* QUESTIONS TO ANSWER *
A - In the article on the crocodile web manga, on which platform was the series self-published?
B - Pick up the article on the crocodile web manga after its last sentence and keep writing it.

* READING PASSAGE *
100日後に死ぬワニ (Hyaku Nichi Go ni Shinu Wani)
- Genre: Slice of life
- Written by: Yuuki Kikuchi
- Published by: Shogakukan
- Imprint: Gessan Shōnen Sunday Comics
- Original run: December 12, 2019 – March 20, 2020
- Volumes: 1

100 Nichikan Ikita Wani
- Directed by: Shinichiro Ueda
- Written by: Miyuki Fukuda
- Music by: Seiji Kameda
- Studio: TIA
- Released: July 9, 2021

100 Nichi Go ni Shinu (X) Nezumi
- Written by: Yuuki Kikuchi
- Published by: Futabasha
- Imprint: Action Comics
- Original run: August 21, 2024 – November 29, 2024
- Volumes: 1

= 100 Nichi Go ni Shinu Wani =

Japanese web manga series

100 Nichi Go ni Shinu Wani (100日後に死ぬワニ) is a Japanese web manga series written and illustrated by Yuuki Kikuchi. It is also well known as the abbreviated "100 Wani". The series, which depicts an anthropomorphic crocodile's last 100 days before his death, was self-published on Twitter between December 2019 and March 2020. A single tankōbon volume was published by Shougakukan in April 2020. An anime film adaptation produced by TIA, titled 100 Nichikan Ikita Wani (100日間生きたワニ), was scheduled to be released in May 2021, but was delayed to July 2021, due to the COVID-19 pandemic.

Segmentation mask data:
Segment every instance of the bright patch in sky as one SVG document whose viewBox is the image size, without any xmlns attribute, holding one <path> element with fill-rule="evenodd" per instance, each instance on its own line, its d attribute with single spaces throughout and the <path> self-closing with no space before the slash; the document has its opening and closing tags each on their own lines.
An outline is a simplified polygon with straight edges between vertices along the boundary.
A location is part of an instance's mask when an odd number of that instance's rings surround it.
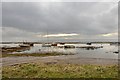
<svg viewBox="0 0 120 80">
<path fill-rule="evenodd" d="M 79 34 L 76 33 L 71 33 L 71 34 L 49 34 L 49 35 L 44 35 L 42 37 L 66 37 L 66 36 L 76 36 Z"/>
</svg>

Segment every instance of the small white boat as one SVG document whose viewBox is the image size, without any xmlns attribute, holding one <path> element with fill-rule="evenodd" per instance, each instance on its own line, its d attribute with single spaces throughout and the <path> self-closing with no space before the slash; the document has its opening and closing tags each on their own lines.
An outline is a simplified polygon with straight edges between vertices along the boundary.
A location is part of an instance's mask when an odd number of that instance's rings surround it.
<svg viewBox="0 0 120 80">
<path fill-rule="evenodd" d="M 51 47 L 51 44 L 42 44 L 42 47 Z"/>
</svg>

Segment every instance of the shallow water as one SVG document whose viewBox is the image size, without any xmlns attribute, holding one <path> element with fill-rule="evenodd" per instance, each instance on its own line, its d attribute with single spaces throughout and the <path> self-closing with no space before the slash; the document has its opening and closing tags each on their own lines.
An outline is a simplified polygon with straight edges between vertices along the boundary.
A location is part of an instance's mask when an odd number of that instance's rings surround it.
<svg viewBox="0 0 120 80">
<path fill-rule="evenodd" d="M 2 44 L 2 46 L 18 46 L 18 44 Z M 66 44 L 74 46 L 87 46 L 86 44 Z M 1 46 L 1 45 L 0 45 Z M 74 57 L 78 58 L 105 58 L 105 59 L 118 59 L 118 54 L 113 53 L 118 51 L 118 46 L 110 44 L 92 44 L 91 46 L 103 46 L 103 48 L 98 48 L 94 50 L 87 50 L 82 48 L 72 48 L 64 49 L 58 47 L 42 47 L 42 44 L 34 44 L 34 47 L 31 47 L 30 50 L 17 52 L 17 53 L 36 53 L 36 52 L 63 52 L 63 53 L 74 53 Z M 16 53 L 16 52 L 14 52 Z"/>
</svg>

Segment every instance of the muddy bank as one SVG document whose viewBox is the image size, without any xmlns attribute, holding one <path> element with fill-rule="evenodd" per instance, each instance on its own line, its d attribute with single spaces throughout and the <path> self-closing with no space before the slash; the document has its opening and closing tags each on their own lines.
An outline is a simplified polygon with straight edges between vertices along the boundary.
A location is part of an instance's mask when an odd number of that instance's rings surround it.
<svg viewBox="0 0 120 80">
<path fill-rule="evenodd" d="M 78 58 L 73 56 L 49 56 L 49 57 L 5 57 L 2 59 L 2 65 L 15 65 L 30 62 L 42 62 L 46 64 L 95 64 L 95 65 L 112 65 L 118 64 L 117 59 L 102 58 Z"/>
</svg>

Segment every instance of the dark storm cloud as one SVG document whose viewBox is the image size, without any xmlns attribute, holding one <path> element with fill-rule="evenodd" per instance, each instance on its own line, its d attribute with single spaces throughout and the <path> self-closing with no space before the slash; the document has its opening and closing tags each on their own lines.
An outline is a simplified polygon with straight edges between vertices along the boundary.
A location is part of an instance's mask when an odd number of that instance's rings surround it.
<svg viewBox="0 0 120 80">
<path fill-rule="evenodd" d="M 94 35 L 117 32 L 117 8 L 117 3 L 110 2 L 3 2 L 3 37 L 37 40 L 37 35 L 48 32 L 80 34 L 70 39 L 90 35 L 96 39 Z"/>
<path fill-rule="evenodd" d="M 112 3 L 3 3 L 3 26 L 32 32 L 99 34 L 116 29 Z M 101 16 L 96 16 L 103 13 Z M 96 17 L 95 17 L 96 16 Z M 107 28 L 107 29 L 106 29 Z"/>
</svg>

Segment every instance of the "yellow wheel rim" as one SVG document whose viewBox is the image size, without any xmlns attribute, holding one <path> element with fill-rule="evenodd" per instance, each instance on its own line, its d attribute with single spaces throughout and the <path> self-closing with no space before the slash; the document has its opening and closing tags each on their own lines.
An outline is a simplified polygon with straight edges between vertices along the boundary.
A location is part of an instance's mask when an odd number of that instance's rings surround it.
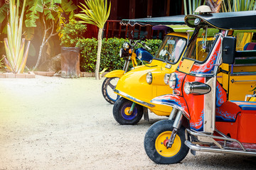
<svg viewBox="0 0 256 170">
<path fill-rule="evenodd" d="M 161 133 L 156 140 L 155 147 L 157 152 L 163 157 L 171 157 L 176 155 L 181 147 L 181 140 L 178 135 L 175 137 L 174 142 L 171 148 L 166 148 L 164 142 L 169 140 L 171 131 L 166 131 Z"/>
<path fill-rule="evenodd" d="M 127 107 L 124 109 L 124 114 L 126 114 L 127 115 L 130 115 L 132 114 L 132 113 L 129 113 L 129 110 L 131 109 L 130 107 Z"/>
</svg>

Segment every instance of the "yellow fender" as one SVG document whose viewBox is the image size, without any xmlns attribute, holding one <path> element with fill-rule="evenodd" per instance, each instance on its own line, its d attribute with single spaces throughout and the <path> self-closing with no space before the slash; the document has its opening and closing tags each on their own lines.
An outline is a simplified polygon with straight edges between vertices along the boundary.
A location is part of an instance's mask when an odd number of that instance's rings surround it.
<svg viewBox="0 0 256 170">
<path fill-rule="evenodd" d="M 124 75 L 124 71 L 121 69 L 117 69 L 107 73 L 105 76 L 107 78 L 119 77 L 120 78 Z"/>
</svg>

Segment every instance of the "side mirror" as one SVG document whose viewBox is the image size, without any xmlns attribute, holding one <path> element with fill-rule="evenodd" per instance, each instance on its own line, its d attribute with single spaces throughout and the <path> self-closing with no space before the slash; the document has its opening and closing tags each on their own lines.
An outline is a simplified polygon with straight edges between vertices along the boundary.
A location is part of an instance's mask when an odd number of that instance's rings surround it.
<svg viewBox="0 0 256 170">
<path fill-rule="evenodd" d="M 233 64 L 235 62 L 236 38 L 234 37 L 225 37 L 222 43 L 223 62 Z"/>
</svg>

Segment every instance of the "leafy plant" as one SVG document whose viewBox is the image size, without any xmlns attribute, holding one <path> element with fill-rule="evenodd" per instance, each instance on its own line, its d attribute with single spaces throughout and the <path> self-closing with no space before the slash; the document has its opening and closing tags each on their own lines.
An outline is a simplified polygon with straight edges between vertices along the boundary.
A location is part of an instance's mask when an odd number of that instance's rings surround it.
<svg viewBox="0 0 256 170">
<path fill-rule="evenodd" d="M 107 0 L 85 0 L 85 2 L 86 6 L 81 4 L 82 7 L 79 6 L 82 9 L 82 13 L 75 16 L 82 20 L 80 21 L 81 23 L 95 25 L 99 28 L 98 48 L 95 67 L 95 78 L 99 79 L 102 30 L 104 25 L 110 16 L 111 2 L 108 8 Z"/>
<path fill-rule="evenodd" d="M 115 69 L 122 69 L 124 60 L 120 58 L 119 52 L 124 42 L 129 42 L 127 39 L 123 38 L 104 38 L 102 40 L 102 50 L 100 56 L 100 70 L 107 68 L 107 72 Z M 143 41 L 152 50 L 151 55 L 154 55 L 161 40 L 146 40 Z M 95 38 L 80 38 L 76 47 L 80 48 L 80 70 L 82 72 L 93 72 L 95 70 L 96 55 L 97 49 L 97 41 Z M 138 46 L 142 47 L 142 46 Z"/>
<path fill-rule="evenodd" d="M 28 57 L 30 41 L 25 48 L 25 38 L 22 38 L 22 23 L 26 0 L 19 16 L 19 0 L 9 1 L 9 18 L 7 23 L 7 38 L 4 38 L 6 56 L 4 61 L 7 69 L 14 73 L 23 73 Z"/>
<path fill-rule="evenodd" d="M 65 47 L 75 47 L 78 40 L 82 38 L 86 30 L 86 25 L 83 25 L 74 19 L 70 20 L 60 30 L 60 45 Z"/>
</svg>

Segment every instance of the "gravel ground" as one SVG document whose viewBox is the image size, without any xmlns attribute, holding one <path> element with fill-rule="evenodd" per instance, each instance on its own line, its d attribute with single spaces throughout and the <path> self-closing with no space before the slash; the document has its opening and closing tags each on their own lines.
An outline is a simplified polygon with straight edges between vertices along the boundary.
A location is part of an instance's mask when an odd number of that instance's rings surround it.
<svg viewBox="0 0 256 170">
<path fill-rule="evenodd" d="M 104 79 L 36 76 L 0 79 L 0 169 L 255 169 L 255 157 L 191 153 L 158 165 L 144 149 L 154 122 L 119 125 L 103 98 Z"/>
</svg>

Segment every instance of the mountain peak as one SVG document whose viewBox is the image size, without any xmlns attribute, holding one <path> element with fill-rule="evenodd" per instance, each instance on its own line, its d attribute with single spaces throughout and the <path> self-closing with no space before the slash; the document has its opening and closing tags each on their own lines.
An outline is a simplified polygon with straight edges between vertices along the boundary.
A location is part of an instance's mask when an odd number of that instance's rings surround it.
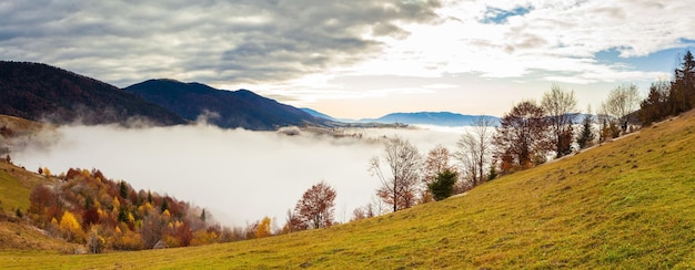
<svg viewBox="0 0 695 270">
<path fill-rule="evenodd" d="M 224 91 L 201 83 L 150 80 L 125 90 L 190 121 L 195 121 L 204 112 L 218 113 L 220 117 L 210 120 L 210 123 L 225 128 L 272 131 L 281 126 L 321 125 L 324 122 L 245 89 Z"/>
</svg>

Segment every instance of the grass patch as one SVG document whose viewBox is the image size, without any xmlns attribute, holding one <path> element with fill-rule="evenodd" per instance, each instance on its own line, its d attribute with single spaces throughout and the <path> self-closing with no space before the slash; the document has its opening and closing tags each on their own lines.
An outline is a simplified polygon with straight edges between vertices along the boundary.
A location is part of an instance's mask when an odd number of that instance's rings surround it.
<svg viewBox="0 0 695 270">
<path fill-rule="evenodd" d="M 693 268 L 693 126 L 691 113 L 466 196 L 325 229 L 94 256 L 0 251 L 0 261 L 3 268 Z"/>
</svg>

* RESULTS FOR THE EXERCISE *
A - Twitter.

B -
== Overview ==
The story of 100 Nichi Go ni Shinu Wani follows the everyday life of the main character, Crocodile, a Japanese anthropomorphic male crocodile, consisting largely of socializing with his acquaintances, such as his best friend Mouse, and love interest. Unbeknownst to Crocodile, He will die in 100 days from the first issue of the manga, with each issue depicting a day of Crocodile's life. The number of days until Crocodile's death is made known to the reader through a text banner following every issue of the manga displaying the number of days until Crocodile's death and subsequently the final issue of the manga. The story is linked to the time of year during which it is serialized, and cultural events such as New Year's Day are also reflected in the story. In the 100th and final issue of the manga, serialized March 20, 2020, during Japanese cherry blossom season, the cause of Crocodile's inevitable death is implied: On the way to meet his friends to admire the cherry blossoms, Crocodile is fatally struck by a vehicle while helping a chick safely cross a road in a final act of good-samaritanism.

Following the serialization of the manga's final issue, Taiwanese media outlet 4Gamers and others posited that the ending of this work may be related to the accidental death of a friend of Kikuchi's that was previously mentioned on his website. Kikuchi revealed during a livestream on March 21, 2020, the day after the serialization of the final issue, that it was indeed one of the triggers for creating the work, and said that his intention was "to convey a message to cherish the limited time we have, since you never know what might happen". According to Kikuchi, none of the characters in the work are modeled after specific individuals; rather, they are creations mixed from people he has met and experiences he has had.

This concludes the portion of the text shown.